### WHAT YOU WILL DO
Print the records below exactly. Omit every picture.

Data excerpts
⁂

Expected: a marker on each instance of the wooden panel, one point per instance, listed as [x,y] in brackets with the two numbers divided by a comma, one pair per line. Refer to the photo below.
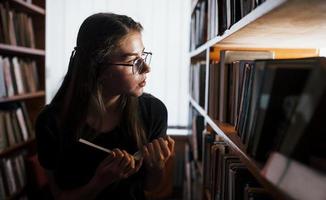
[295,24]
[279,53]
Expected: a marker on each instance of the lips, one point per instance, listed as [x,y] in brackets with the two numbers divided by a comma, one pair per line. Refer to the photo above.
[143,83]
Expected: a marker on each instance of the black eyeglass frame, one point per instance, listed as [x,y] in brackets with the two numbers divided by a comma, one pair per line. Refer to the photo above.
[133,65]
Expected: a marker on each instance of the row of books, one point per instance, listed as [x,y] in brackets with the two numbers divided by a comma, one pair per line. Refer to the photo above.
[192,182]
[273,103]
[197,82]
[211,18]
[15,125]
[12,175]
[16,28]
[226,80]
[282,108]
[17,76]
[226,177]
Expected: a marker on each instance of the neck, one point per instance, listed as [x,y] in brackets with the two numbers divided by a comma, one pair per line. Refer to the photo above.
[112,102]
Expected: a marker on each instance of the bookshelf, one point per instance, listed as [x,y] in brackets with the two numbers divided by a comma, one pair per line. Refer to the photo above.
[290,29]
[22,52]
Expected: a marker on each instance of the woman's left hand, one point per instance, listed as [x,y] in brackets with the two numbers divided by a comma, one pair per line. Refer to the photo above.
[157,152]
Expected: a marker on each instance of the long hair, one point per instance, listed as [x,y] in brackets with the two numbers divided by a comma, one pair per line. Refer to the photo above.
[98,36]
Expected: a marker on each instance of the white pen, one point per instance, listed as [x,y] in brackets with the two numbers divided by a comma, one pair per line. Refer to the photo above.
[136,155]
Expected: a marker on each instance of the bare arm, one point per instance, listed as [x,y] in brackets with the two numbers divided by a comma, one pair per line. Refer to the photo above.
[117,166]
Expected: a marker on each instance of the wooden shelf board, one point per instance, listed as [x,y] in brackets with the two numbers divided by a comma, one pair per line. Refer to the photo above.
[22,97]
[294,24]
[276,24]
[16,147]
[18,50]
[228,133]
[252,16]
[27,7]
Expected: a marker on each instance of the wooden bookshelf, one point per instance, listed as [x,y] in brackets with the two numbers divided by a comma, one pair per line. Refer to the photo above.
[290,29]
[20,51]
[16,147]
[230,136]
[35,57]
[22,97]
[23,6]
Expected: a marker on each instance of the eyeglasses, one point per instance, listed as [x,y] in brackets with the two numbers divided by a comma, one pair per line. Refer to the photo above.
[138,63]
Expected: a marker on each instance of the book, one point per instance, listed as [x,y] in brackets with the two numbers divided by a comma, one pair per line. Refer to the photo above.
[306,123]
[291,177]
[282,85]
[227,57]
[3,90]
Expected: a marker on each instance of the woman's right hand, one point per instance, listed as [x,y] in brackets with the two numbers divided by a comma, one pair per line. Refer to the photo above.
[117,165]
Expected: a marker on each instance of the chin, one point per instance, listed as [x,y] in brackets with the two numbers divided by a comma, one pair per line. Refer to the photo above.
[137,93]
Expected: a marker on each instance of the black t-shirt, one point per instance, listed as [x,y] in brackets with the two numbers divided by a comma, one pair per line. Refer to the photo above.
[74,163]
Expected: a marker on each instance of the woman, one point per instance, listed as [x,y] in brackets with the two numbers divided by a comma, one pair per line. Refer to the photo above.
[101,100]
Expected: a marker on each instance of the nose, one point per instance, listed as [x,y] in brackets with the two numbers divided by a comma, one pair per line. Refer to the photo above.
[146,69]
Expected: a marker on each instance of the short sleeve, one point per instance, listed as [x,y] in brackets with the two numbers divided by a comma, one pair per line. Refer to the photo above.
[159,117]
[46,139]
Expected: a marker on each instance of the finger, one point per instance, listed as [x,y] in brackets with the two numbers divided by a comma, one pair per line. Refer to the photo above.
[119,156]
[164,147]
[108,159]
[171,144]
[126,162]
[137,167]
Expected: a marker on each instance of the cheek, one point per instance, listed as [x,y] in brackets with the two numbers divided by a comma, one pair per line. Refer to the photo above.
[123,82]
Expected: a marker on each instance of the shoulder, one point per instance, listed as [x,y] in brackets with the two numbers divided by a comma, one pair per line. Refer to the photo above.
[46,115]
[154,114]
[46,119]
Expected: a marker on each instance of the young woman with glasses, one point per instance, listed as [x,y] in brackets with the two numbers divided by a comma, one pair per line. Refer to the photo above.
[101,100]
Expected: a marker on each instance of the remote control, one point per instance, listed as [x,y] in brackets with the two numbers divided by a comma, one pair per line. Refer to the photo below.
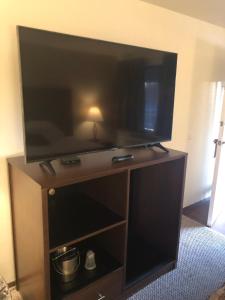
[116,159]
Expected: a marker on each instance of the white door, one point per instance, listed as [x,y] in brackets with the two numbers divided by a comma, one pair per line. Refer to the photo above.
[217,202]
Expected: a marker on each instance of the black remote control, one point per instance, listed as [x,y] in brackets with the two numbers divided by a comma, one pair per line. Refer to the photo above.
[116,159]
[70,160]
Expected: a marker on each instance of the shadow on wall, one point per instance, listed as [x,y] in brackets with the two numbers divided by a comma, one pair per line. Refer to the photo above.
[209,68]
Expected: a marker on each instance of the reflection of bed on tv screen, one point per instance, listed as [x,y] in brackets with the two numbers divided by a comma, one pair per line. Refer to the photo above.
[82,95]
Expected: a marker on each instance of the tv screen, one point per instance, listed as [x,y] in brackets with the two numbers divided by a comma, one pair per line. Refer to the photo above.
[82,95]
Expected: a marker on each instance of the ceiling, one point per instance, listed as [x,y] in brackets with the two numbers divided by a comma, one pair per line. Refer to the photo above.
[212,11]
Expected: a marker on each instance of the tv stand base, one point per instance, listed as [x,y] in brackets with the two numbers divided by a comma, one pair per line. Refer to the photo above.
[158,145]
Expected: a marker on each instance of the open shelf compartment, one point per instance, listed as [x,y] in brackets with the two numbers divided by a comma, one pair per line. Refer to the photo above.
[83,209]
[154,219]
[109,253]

⁂

### WORKED SOLUTION
Expected: a marker on each instance of the wooden panel, one point per instance, listed as [x,y] in brackets with the two numbers divided by a comma, one pair per line. Refer to the photo below.
[295,24]
[279,53]
Expected: a marker on each instance of the lips, one point per instance, listed as [x,y] in brackets with the two numbers divided by a comma, one pair per line. Refer to the photo above.
[143,83]
Expected: a marker on each instance of the black eyeglass frame, one point per instance, listed as [x,y] in brackets with the two numbers divided by a comma, one pair per line. Refer to the photo above.
[133,65]
Expected: a marker on each instance of the row of books, one point per instance, listed as [x,y] in brackets with the two numbers divided by a comma, one pair per line. Refer to the photo above.
[192,182]
[273,103]
[197,82]
[211,18]
[15,125]
[12,175]
[16,28]
[226,80]
[282,108]
[17,76]
[226,177]
Expected: a marker on each instance of the neck, one point per instance, listed as [x,y] in brackets with the two numbers divided by a comma, one pair per line. Refer to the photo above.
[112,102]
Expected: a marker on each instance of the bookshelf, one point per instance, listed as [x,y] in brackets with the two numbers divided by a comma, one pair per line. Refer to the photo above.
[290,29]
[22,52]
Expected: a marker on each instance of the woman's left hand, one point per instance, listed as [x,y] in brackets with the two numbers divided by a comma, one pair per line. Refer to the photo above.
[157,152]
Expected: a marker on each instance of the long hair, one point per instance, listed as [x,y] in brackets with the two numbers divided by a comma, one pair per line. Refer to the photo above.
[98,36]
Expected: a marker on each instance of the white pen, one point per instance, listed as [x,y] in brackets with the two numbers divided by a comma, one pair per line. Refer to the photo above.
[136,155]
Expected: a marker on each instance of the bare arm, one point per instance, listed as [x,y] in brackets with the two numbers divided by a comma, one pair per line. Refer to the photo above.
[117,166]
Expected: a marker on each instance of the wooden shelf board, one point per instance, listed as [x,y] in brackets with the two numbers divided by a comma, one pair per line. Refer to the photo above.
[22,97]
[294,24]
[276,24]
[16,147]
[18,50]
[228,133]
[252,16]
[27,7]
Expected: a marker on each instance of the wooden bookshelf, one point per instance, listed as [x,y] in brackets with the two numbers divided by a comma, one pair per line. Refer to the photo above.
[290,29]
[20,51]
[16,147]
[230,136]
[35,57]
[22,97]
[23,6]
Expected: a marker on each instance of the eyeglasses, one point per instance, listed as [x,y] in brackets with the two numbers divided by a comma, one pair per line. Refer to the photo above.
[138,63]
Expected: a marker on each instance of the book, one point per instance, listed as [x,y] in brackets with the two numbers divided by a comma, one pair per line. Refer to the photo above.
[306,123]
[291,177]
[282,85]
[227,57]
[3,90]
Expected: a marker on each instance of the woman's right hand, one point per instance, listed as [x,y] in brackets with the two numbers divided by a comma, one pair per line. Refer to the photo above.
[117,165]
Expected: a marker on each instance of the chin, one point per instance, listed as [x,y] in brackets with the two numbers divided by a comma, one pair per line. Refer to the photo above.
[137,93]
Expected: a marker on each instance of the black t-shirt, one point per instance, listed as [x,y] in brackets with the two numbers divided by a comma, one pair per line. Refer to the photo above.
[74,163]
Expected: a marker on each instance of the woman, one point per instance, listed as [x,y] in brackets with the two numbers divided by a comma, one pair per line. Refer to the photo above.
[101,100]
Expected: a marker on each instance of the nose, one point per instance, listed as [x,y] in brackets with the two numbers divided by a comma, one pair per line. Refer to the photo above.
[146,69]
Expected: a marker on each instance of the short sleeve, one point per instance, listed as [x,y] in brackets with the two numbers divided by a comma, one pair per line. Refer to the photo above.
[159,117]
[46,139]
Expected: a marker on each instance of the finger, one point per instance, listed as [x,y] in brackets with the two numbers divided by a comma, one pair per line. Refer to the photo above.
[119,156]
[164,147]
[108,159]
[171,144]
[126,162]
[137,167]
Expected: a marker on each instance of the cheek, one point per instance, listed as [x,y] in brackets with the two numbers divided by a comma, one pair per line. Refer to the photo above.
[123,82]
Expected: a marker on each instance of the shoulder, one point per instance, listed as [x,y] in brackets with the two numbers divided by a comma, one pair per line. Refer to the photo above.
[46,115]
[154,114]
[46,119]
Expected: a marker on each instance of the young woman with glasses, one point per instance, listed as [x,y] in brackets with the two numbers divided by a comma, one pair per line. Refer to the photo above.
[101,100]
Expected: a marker on each instance of the remote control, one point per instance, listed as [x,y] in brackets with the two numbers divided by a comma, one pair per line. Refer to the photo below.
[116,159]
Expected: a marker on each instance of the white door, one point per instance, listed as [x,y] in brackets with the two numbers divided by a comma, one pair per line. Refer to the photo above.
[217,202]
Expected: a marker on each instance of the black remote control, one point per instance, listed as [x,y] in brackets with the two numbers divided by a comma, one pair per line. Refer to the photo above.
[116,159]
[70,160]
Expected: a marker on each instance of the shadow on wall, one point per instance, listed as [x,y] in brackets with the two numbers divided by a comma, one pair per line. Refer to the photo above.
[209,68]
Expected: a marker on each instance of the reflection of bed on tv screen, one point per instance, listed as [x,y] in brackets with the two numbers divided by a comma, one pair per line. Refer to the photo above.
[82,95]
Expected: a marker on each instance of the tv screen, one point per instance, listed as [x,y] in brackets with the two numbers divided by a comma, one pair per line. Refer to the photo above.
[82,95]
Expected: a marker on each instance of the ceiling, one point per instance, listed as [x,y] in brackets with the two numbers divided by a comma, one pair per line. Refer to the photo above.
[212,11]
Expected: a marker on each instance of the tv stand base, one point per instance, listed as [x,y] in brackets with the two numbers divided by a comma, one pair per line. Refer to the photo above.
[158,145]
Expected: a marker on each instance of the open shelf compartment, one point per instance, listed as [x,y] in brackets with the two numbers divided by a comma, one pair per line. Refer to the photo above.
[83,209]
[154,219]
[109,253]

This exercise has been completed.